━━━━━ Input data ━━━━━
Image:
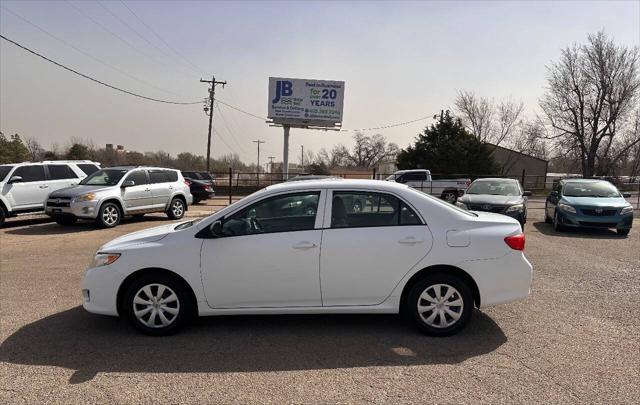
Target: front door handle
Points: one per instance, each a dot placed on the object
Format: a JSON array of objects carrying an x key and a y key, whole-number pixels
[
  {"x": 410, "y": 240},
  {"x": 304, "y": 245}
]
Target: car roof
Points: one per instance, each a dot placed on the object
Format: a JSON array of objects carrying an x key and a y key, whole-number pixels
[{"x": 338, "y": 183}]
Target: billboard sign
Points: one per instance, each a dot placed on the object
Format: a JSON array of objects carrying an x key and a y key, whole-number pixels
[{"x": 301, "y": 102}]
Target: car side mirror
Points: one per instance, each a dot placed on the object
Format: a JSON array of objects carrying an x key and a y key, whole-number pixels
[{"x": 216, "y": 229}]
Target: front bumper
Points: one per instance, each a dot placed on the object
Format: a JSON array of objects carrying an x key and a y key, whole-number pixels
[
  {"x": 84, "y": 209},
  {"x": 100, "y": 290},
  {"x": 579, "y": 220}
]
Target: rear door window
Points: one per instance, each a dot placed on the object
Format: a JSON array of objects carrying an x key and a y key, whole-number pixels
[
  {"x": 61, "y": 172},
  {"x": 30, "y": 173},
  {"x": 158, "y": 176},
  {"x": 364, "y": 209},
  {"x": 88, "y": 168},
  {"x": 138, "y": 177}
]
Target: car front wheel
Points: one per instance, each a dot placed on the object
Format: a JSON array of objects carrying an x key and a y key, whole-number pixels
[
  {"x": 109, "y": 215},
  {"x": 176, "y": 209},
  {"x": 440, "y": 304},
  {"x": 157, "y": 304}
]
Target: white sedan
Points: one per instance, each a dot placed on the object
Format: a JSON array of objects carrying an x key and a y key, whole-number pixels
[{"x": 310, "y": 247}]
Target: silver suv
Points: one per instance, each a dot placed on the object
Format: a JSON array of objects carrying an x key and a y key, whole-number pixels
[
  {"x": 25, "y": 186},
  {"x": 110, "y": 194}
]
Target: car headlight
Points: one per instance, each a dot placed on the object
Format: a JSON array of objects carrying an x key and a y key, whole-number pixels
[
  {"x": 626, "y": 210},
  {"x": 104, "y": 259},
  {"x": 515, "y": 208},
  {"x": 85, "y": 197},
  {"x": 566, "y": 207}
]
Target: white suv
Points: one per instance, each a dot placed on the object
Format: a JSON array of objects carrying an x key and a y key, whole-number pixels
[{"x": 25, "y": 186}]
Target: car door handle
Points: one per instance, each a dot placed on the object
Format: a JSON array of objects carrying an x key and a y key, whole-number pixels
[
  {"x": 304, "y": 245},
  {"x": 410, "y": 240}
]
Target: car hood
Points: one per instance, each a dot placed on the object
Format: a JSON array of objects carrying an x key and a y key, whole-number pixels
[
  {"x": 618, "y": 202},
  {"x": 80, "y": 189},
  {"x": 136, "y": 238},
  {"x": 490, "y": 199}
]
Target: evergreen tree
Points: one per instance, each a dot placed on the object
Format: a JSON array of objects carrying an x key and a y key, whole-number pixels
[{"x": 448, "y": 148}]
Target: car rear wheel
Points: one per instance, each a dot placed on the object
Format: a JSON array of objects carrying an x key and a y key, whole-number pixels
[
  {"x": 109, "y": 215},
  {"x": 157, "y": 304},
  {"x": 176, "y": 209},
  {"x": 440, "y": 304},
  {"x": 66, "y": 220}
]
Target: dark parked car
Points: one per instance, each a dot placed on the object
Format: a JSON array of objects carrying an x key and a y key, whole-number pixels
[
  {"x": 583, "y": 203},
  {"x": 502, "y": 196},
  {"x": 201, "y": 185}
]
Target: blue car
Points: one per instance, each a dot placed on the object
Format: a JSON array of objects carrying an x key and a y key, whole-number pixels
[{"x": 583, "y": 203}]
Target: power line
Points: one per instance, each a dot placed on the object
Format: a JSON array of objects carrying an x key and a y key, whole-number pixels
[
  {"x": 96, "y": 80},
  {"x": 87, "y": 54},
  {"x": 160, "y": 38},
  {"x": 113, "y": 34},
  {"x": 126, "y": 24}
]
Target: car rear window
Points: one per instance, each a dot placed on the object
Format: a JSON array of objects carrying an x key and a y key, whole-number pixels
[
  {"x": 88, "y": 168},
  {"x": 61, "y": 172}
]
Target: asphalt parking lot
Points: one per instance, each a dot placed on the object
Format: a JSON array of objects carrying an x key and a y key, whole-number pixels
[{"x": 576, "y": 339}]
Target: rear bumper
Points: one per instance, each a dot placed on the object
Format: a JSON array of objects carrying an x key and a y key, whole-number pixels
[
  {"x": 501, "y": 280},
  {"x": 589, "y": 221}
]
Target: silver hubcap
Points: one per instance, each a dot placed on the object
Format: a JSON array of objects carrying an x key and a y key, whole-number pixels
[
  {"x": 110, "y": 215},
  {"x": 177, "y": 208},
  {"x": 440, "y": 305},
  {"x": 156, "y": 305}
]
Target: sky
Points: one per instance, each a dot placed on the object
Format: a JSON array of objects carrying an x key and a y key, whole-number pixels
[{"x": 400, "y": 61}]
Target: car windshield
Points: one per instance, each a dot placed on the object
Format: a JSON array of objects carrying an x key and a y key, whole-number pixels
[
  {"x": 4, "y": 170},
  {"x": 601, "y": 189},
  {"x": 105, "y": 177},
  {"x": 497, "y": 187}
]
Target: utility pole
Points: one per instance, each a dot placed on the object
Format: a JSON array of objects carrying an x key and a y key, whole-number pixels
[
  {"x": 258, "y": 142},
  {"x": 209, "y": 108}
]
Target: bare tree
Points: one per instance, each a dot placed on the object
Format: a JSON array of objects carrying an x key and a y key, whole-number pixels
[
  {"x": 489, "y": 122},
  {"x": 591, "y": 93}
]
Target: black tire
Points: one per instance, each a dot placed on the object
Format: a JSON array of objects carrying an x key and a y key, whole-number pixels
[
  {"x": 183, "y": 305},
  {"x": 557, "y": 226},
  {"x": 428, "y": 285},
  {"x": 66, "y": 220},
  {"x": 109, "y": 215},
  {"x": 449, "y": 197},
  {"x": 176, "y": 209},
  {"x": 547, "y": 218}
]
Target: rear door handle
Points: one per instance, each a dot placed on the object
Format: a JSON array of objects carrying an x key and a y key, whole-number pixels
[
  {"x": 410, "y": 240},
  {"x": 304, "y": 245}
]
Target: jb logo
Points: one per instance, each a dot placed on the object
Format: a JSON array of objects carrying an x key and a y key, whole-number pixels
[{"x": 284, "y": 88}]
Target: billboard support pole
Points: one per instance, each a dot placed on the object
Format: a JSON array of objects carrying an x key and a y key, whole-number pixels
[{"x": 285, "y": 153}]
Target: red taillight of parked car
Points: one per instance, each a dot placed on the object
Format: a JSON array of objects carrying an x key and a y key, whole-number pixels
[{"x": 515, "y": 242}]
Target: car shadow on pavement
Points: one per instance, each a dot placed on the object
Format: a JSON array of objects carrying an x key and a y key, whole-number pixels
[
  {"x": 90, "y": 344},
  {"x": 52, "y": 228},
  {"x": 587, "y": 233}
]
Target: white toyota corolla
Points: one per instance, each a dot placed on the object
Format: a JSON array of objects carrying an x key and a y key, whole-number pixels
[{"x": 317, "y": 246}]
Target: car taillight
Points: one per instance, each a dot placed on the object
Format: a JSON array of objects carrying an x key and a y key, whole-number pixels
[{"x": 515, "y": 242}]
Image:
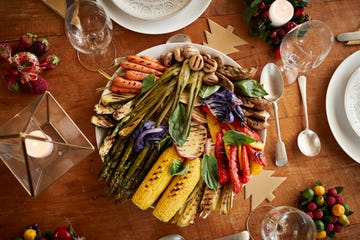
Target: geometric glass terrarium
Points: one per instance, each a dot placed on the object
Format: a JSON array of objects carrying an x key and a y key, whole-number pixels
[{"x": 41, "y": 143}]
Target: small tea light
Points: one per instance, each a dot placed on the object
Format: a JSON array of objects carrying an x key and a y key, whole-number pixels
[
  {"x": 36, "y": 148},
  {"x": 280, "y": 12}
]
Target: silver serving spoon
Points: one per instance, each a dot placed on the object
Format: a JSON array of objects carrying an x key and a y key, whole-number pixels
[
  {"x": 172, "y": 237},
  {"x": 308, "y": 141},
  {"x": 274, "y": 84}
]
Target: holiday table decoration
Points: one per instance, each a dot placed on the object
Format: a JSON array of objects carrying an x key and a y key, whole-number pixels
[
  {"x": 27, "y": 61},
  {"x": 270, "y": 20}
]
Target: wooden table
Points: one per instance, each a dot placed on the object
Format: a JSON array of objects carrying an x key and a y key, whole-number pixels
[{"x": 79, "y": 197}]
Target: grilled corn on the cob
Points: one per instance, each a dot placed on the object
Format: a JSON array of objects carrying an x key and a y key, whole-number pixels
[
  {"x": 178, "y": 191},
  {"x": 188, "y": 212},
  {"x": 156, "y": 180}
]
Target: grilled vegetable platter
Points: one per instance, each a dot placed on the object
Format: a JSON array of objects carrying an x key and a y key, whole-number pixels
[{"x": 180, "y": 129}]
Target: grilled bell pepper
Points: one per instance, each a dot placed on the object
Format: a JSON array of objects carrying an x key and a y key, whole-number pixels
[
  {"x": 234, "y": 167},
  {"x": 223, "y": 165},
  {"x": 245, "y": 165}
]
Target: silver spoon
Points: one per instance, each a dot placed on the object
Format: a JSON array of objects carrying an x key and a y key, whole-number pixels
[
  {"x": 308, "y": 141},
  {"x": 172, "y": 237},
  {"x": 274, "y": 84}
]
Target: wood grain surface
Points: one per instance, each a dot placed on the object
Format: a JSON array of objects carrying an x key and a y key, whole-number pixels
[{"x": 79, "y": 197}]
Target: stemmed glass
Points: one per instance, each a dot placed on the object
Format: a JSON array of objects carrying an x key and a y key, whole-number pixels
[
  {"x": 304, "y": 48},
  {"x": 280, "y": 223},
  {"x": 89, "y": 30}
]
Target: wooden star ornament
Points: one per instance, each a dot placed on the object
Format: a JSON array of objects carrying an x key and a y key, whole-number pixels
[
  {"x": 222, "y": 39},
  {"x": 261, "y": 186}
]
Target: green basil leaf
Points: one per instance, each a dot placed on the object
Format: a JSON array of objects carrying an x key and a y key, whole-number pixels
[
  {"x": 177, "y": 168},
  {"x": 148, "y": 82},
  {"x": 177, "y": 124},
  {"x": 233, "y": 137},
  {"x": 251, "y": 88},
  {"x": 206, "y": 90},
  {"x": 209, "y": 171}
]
━━━━━
* _The problem_
Recast the lines as a JSON list of strings, one string per line, with blank lines omitted. Begin at the line containing "Target: wood grain surface" and stop at the last line of the rows.

* _Exercise result_
[
  "Target: wood grain surface",
  "Points: one per instance, each a dot placed on the object",
  "Format: a JSON array of objects carrying an x key and a y key, whole-number pixels",
  "[{\"x\": 79, \"y\": 197}]",
  "Target: stemmed glass",
  "Points: one per instance, each a dot placed on the object",
  "Format: a JSON array of objects carrying an x key and a y key, whole-number pixels",
  "[",
  "  {\"x\": 304, \"y\": 48},",
  "  {\"x\": 280, \"y\": 223},",
  "  {\"x\": 89, \"y\": 30}",
  "]",
  "Target: wooden star ornament",
  "Points: one per instance, each a dot placed on the object",
  "Format: a JSON array of objects carrying an x key and a y key, whole-number pixels",
  "[",
  "  {\"x\": 222, \"y\": 39},",
  "  {\"x\": 261, \"y\": 186}",
  "]",
  "Target: green basil leaf",
  "Points: one per instance, each a dot placed on the object",
  "Format: a JSON array of objects carrying an x key and a y key, whole-number pixels",
  "[",
  "  {\"x\": 177, \"y\": 168},",
  "  {\"x\": 148, \"y\": 82},",
  "  {\"x\": 177, \"y\": 124},",
  "  {\"x\": 233, \"y\": 137},",
  "  {\"x\": 251, \"y\": 88},",
  "  {\"x\": 206, \"y\": 90},",
  "  {\"x\": 209, \"y\": 171}",
  "]"
]